Task:
Convert the lines below into a numbered list, omitting any blank lines.

-- START OF Recorded information --

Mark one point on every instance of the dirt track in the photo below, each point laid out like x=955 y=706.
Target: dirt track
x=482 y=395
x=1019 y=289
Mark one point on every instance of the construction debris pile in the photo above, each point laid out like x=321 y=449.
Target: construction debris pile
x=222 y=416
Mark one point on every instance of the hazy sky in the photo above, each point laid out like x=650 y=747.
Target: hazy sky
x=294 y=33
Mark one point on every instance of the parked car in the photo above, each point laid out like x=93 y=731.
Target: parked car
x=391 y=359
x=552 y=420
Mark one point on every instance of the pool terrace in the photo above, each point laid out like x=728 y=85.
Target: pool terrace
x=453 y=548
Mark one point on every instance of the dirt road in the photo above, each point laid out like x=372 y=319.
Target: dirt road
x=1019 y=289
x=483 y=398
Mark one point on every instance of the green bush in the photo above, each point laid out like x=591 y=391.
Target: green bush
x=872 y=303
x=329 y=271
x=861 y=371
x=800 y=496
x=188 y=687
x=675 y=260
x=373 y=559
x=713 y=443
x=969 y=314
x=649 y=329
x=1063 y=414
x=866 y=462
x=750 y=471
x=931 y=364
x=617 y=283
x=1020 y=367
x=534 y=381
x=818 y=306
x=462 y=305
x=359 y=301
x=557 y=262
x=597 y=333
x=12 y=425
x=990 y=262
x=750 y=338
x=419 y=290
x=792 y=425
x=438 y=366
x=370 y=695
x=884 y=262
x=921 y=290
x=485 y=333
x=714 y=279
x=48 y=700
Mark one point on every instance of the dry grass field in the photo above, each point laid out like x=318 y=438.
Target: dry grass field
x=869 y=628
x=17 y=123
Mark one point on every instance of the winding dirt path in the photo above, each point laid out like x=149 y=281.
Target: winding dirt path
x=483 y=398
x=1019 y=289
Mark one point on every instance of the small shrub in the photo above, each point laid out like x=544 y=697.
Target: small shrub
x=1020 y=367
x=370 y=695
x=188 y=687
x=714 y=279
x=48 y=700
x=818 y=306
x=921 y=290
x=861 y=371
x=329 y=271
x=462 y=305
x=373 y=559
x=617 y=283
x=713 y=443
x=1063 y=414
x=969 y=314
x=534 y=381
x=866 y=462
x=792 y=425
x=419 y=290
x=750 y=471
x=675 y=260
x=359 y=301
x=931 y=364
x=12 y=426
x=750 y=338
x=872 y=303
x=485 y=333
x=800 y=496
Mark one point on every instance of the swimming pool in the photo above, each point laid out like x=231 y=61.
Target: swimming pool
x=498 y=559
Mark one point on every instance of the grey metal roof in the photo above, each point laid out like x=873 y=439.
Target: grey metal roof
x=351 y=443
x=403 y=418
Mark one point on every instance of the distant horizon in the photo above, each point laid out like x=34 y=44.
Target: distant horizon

-- END OF Recorded information --

Exercise solution:
1. Mark one point on every instance of the dirt track in the photo below, each point laid out like x=955 y=706.
2. Target: dirt track
3. x=482 y=395
4. x=1019 y=289
5. Mark one point on every instance of the construction debris pile in the photo above, each point laid out like x=321 y=449.
6. Target: construction debris pile
7. x=222 y=416
8. Mark one point on every instance of the hazy sky in the photo above, each point laid out like x=650 y=747.
9. Target: hazy sky
10. x=294 y=33
11. Mark one point on every instance of the parked car in the photo above, each point laid out like x=93 y=731.
12. Target: parked car
13. x=391 y=359
14. x=552 y=420
15. Mark one point on every instance of the pool terrace in the photo above, each point laid out like x=728 y=85.
16. Target: pool terrace
17. x=453 y=548
18. Mark one point on every instance of the dirt road in the photo above, each point laid out like x=372 y=319.
19. Target: dirt road
20. x=1019 y=289
21. x=483 y=398
22. Mark one point on every instance of the green bush in the photo above, each point laid out like x=591 y=391.
23. Target: green bush
24. x=872 y=303
25. x=329 y=271
26. x=861 y=371
27. x=800 y=496
28. x=188 y=687
29. x=675 y=260
30. x=373 y=559
31. x=713 y=443
32. x=969 y=314
33. x=649 y=329
34. x=1063 y=414
35. x=866 y=462
36. x=750 y=471
37. x=931 y=364
38. x=617 y=283
39. x=1020 y=367
40. x=534 y=381
41. x=818 y=306
42. x=462 y=305
43. x=359 y=301
44. x=557 y=262
45. x=597 y=333
46. x=12 y=425
47. x=990 y=262
48. x=750 y=338
49. x=419 y=290
50. x=792 y=425
51. x=438 y=366
52. x=370 y=695
53. x=884 y=262
54. x=921 y=290
55. x=485 y=333
56. x=714 y=279
57. x=48 y=700
58. Mark one point on every instance of the dry grass field in the photo above, each point laid out like x=318 y=438.
59. Target: dry grass field
60. x=869 y=628
61. x=17 y=123
62. Mark one point on every instance of the winding dirt path in the photo above, each point laid out like x=149 y=281.
63. Target: winding dirt path
64. x=483 y=398
65. x=1019 y=289
66. Mark one point on every instance of the small shrub in the photo above, each point laid out like x=544 y=697.
67. Target: small shrub
68. x=1020 y=367
69. x=370 y=695
70. x=188 y=687
71. x=714 y=279
72. x=48 y=700
73. x=818 y=306
74. x=921 y=290
75. x=861 y=371
76. x=329 y=271
77. x=462 y=305
78. x=373 y=559
79. x=617 y=283
80. x=713 y=443
81. x=1063 y=414
82. x=969 y=314
83. x=534 y=381
84. x=866 y=462
85. x=792 y=425
86. x=419 y=290
87. x=750 y=471
88. x=675 y=260
89. x=359 y=301
90. x=931 y=364
91. x=12 y=426
92. x=750 y=338
93. x=872 y=303
94. x=485 y=333
95. x=800 y=496
96. Mark one point on every instance of the swimming pool in the photo above, each point laid out like x=231 y=61.
97. Target: swimming pool
98. x=498 y=559
99. Mark one point on every instance of the grey metal roof in the photo above, each point laid out like x=873 y=439.
100. Target: grey metal roof
101. x=351 y=443
102. x=403 y=418
103. Mark one point on every instance of the distant horizon in the photo above, each point laid out like x=34 y=44.
104. Target: distant horizon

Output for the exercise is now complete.